Provided text:
BEGIN

And honestly, that part doesn’t go away. It just becomes more important.
A moment that stuck with me
There was a time I used AI to help articulate a point of view I hadn’t fully figured out yet. I wanted early feedback—before I invested too much in one direction.
I spent an afternoon, conversing back and forth with Copilot to get something close to what I was trying to say—a shitty first draft—and sent it out to design, research, and content peers.
Leave it to my content buddies to call it out as "AI slop." Instead of reacting to the idea, they started reacting to the writing—the phrasing, the structure, the tone. Which, fair. And accurate.
I could have asked them to focus on the ideas instead of the writing. But why?
"Yes, this was 100% written by AI based on some back and forth—but yes, you're right."
That exchange stuck with me. The way the use of AI shaped not just the work, but how the work was evaluated.
I don’t have a clean takeaway from that yet. But I do think more carefully about what I send—and what I’m actually asking people to react to.
The “AI expert” thing
This is the part I struggle with the most.
We’re early—really early—in this technology. AI is still an infant (or maybe a know-it-all pre-teen, but less moody…is it actually a college freshman? An infant adult?).
And yet, there’s a rush to claim expertise. To define best practices. To speak in absolutes about where this is all going.
I don’t know how you become an expert in something that’s still changing this fast.
That doesn’t mean people don’t have valuable perspectives. They absolutely do. But I’d rather be someone who is paying attention, doing the work, forming a perspective in real time—and being open to being wrong.
That feels more honest.

END

Information supplied:
BEGIN

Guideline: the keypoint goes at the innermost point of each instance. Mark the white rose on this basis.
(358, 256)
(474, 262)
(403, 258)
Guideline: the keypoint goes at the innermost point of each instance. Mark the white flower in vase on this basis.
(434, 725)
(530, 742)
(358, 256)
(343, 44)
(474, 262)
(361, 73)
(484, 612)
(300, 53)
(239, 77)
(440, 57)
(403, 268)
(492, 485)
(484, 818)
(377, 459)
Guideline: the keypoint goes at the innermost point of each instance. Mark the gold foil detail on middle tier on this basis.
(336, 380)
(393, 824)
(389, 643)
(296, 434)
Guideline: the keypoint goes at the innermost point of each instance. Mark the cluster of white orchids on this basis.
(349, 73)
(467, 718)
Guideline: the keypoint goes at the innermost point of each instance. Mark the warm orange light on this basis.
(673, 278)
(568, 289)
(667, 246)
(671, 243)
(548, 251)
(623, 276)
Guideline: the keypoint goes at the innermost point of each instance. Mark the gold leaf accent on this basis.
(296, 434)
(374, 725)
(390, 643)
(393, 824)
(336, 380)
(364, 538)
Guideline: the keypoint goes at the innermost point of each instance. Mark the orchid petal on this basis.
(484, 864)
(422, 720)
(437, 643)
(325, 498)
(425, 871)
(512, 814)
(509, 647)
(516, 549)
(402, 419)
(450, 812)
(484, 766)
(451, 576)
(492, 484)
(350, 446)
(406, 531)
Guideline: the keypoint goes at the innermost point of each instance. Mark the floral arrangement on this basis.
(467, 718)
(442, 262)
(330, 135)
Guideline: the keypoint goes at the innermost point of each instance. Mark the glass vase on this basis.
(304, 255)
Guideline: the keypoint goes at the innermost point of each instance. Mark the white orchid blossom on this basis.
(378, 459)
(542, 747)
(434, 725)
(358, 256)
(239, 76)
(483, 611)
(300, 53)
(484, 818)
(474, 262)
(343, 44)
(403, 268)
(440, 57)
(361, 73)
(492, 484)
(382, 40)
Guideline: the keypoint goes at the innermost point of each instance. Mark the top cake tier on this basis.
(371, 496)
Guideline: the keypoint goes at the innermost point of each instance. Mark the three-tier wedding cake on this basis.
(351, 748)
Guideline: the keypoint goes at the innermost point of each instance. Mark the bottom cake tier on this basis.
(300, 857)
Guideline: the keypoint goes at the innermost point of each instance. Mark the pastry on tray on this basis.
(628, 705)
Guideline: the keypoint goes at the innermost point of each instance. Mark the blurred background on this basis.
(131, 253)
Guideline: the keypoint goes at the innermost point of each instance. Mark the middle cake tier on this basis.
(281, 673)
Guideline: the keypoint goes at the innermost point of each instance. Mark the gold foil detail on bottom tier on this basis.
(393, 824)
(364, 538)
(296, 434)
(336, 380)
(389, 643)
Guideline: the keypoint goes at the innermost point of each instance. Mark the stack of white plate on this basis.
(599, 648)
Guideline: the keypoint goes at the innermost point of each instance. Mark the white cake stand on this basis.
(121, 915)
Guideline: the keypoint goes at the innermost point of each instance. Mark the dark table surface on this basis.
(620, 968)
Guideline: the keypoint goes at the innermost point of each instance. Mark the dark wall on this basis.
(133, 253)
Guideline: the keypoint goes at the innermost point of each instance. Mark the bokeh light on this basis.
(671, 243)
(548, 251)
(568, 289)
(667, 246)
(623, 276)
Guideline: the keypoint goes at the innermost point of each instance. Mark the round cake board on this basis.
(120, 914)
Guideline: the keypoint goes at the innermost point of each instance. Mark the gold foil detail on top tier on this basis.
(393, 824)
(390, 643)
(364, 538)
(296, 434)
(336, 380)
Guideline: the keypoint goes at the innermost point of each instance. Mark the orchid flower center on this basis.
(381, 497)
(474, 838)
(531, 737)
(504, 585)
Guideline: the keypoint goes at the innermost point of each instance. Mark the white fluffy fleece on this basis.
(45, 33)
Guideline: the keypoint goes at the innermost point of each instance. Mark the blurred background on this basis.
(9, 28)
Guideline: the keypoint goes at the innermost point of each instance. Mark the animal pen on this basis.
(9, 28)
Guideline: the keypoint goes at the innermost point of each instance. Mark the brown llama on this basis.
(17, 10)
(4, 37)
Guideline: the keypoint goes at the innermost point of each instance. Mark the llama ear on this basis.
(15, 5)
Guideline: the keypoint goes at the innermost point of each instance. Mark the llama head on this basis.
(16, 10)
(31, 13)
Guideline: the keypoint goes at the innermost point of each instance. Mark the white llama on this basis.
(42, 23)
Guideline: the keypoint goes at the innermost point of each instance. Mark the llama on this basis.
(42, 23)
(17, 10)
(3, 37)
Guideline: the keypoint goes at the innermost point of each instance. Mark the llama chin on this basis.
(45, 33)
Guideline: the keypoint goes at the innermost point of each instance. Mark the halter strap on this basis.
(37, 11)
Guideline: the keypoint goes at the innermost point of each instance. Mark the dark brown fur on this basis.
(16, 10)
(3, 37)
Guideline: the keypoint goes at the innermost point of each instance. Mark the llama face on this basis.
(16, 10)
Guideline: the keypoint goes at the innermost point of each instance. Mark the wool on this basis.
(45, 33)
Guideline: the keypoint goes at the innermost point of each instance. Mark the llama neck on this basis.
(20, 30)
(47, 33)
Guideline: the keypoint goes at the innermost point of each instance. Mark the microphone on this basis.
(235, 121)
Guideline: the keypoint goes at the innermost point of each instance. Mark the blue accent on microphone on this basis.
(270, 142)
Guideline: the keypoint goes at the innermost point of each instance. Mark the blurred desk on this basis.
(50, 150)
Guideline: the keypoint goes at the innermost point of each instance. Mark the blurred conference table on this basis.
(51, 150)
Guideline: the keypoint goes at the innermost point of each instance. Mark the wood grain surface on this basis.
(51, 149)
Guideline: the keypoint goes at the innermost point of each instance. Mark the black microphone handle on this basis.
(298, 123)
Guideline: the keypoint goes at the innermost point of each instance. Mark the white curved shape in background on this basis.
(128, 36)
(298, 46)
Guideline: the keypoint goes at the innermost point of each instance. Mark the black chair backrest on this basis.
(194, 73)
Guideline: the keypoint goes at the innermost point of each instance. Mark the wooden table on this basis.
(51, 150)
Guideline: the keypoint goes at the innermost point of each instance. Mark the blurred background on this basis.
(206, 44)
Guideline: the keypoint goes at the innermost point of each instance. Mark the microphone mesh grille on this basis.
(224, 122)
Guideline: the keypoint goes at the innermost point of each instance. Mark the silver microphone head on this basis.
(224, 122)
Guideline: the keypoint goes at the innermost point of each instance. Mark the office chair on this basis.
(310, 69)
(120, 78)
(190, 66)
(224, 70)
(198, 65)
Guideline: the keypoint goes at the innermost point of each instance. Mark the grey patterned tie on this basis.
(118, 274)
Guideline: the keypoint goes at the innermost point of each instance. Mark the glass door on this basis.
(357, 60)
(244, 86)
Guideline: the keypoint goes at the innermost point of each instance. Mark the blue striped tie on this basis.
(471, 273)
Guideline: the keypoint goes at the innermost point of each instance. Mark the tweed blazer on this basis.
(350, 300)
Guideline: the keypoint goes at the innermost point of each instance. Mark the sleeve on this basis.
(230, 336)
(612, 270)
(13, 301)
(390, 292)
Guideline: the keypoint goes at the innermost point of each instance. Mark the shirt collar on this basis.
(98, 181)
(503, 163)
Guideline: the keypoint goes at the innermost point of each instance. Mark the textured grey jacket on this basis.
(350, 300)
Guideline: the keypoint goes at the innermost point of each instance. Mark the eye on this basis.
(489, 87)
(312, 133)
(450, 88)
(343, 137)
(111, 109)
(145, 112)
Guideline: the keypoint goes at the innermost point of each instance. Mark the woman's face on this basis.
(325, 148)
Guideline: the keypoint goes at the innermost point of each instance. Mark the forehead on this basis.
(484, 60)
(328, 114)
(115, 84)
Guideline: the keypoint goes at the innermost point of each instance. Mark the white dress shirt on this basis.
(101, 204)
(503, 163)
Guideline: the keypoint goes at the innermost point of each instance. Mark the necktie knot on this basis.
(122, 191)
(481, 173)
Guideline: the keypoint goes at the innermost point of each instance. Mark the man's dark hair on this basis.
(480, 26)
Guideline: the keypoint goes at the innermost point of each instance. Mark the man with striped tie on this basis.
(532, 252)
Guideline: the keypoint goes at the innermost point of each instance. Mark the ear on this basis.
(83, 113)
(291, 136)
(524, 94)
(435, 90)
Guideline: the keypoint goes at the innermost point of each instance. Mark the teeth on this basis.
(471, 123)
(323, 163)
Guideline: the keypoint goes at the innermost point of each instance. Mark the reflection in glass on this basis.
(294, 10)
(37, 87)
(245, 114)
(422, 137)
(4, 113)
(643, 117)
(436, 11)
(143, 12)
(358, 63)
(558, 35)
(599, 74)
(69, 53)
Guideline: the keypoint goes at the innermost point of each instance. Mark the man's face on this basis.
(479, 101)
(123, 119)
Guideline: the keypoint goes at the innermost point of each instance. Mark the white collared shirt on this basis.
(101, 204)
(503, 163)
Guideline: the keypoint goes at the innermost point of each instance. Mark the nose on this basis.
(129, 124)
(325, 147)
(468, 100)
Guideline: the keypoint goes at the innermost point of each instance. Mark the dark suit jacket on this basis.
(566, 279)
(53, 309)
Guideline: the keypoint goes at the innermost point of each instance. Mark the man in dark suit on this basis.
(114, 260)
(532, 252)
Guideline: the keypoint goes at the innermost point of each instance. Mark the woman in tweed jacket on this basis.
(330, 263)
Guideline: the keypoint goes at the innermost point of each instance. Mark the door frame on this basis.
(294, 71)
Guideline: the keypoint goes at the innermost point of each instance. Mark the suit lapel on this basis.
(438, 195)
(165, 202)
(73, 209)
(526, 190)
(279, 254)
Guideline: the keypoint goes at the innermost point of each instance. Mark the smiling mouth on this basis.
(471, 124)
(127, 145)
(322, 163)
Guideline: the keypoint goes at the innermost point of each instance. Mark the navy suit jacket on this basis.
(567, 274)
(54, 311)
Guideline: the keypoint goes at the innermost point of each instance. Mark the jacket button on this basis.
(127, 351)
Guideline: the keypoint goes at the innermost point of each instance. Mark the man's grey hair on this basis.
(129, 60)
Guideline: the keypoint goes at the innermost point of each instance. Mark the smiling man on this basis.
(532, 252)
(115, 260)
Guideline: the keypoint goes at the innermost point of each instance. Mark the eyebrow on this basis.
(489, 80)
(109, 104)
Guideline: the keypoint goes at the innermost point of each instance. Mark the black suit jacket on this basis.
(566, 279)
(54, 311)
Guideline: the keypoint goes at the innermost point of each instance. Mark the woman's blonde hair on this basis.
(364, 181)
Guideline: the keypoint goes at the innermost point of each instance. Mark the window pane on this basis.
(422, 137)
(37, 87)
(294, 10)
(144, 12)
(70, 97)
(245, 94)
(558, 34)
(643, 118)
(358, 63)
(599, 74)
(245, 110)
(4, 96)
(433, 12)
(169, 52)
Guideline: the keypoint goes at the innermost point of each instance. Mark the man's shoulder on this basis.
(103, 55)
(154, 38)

END

What you will do: Transcribe the portion of the essay on working with AI from "I don’t have" to "An infant adult?).". The records were taken from a separate source and are unrelated to the essay.

Answer to this task:
I don’t have a clean takeaway from that yet. But I do think more carefully about what I send—and what I’m actually asking people to react to.
The “AI expert” thing
This is the part I struggle with the most.
We’re early—really early—in this technology. AI is still an infant (or maybe a know-it-all pre-teen, but less moody…is it actually a college freshman? An infant adult?).